--- THE TASK ---
Please give back, word for word, only the lines starting at the one containing "Target: bow tie" and ending at the one containing "Target: ceiling-mounted projector" within the material below.

== Segment start ==

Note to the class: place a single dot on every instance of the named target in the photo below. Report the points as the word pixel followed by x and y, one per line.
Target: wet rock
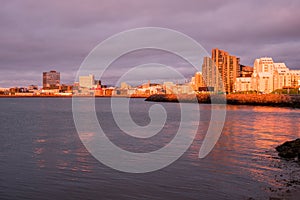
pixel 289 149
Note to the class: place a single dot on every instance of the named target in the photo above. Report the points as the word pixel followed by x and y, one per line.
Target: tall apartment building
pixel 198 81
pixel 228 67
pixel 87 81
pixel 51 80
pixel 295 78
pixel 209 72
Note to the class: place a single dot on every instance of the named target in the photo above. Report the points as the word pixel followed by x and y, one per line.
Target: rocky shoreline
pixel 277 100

== Segment end ==
== Segment start ==

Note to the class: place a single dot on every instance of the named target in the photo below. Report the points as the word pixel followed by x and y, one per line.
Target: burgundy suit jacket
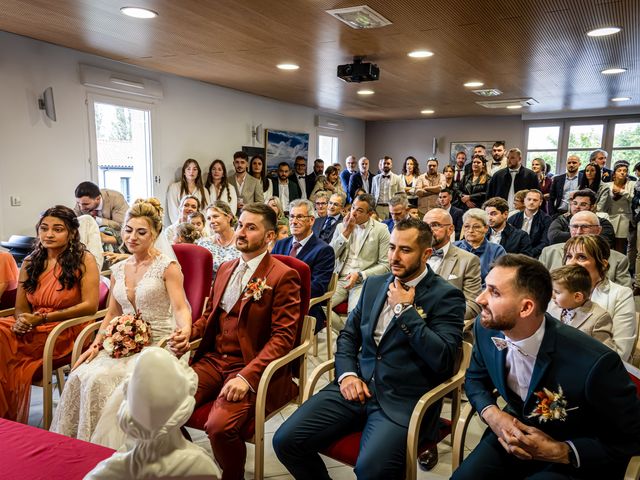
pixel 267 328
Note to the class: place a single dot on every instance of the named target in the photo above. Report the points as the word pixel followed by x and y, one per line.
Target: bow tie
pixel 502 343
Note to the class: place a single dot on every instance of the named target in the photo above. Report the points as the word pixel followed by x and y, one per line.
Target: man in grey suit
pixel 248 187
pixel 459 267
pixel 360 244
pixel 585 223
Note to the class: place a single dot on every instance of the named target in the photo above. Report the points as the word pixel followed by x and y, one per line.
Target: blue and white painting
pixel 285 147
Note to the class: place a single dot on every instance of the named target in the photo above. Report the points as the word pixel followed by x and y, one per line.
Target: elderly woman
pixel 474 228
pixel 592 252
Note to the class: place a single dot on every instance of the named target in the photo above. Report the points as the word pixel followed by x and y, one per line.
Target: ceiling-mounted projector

== Segment end ==

--- ANSWER BELOW ---
Target: bow tie
pixel 502 343
Note to the class: place a single dot on every instance of the named target in the photo above. Report the points as the word pixel followed by x and y, one per line.
Target: man in grey suit
pixel 248 187
pixel 459 267
pixel 360 244
pixel 585 223
Note to the class: place a single dot on every instance of the named target in the photo above. Report the points as the word pixel followed by x and y, one per line.
Target: blue and white painting
pixel 285 147
Note to the class: place a single dot on every instance of the named target in the photo above. Report the points as the word pixel followed by x and y, one per line.
Target: elderly woman
pixel 474 228
pixel 592 252
Note to the class: place a single dot on every instance of the named target in the photo above. Report the points as the word pixel followed by x and y, one per line.
Target: ceiling-mounted projector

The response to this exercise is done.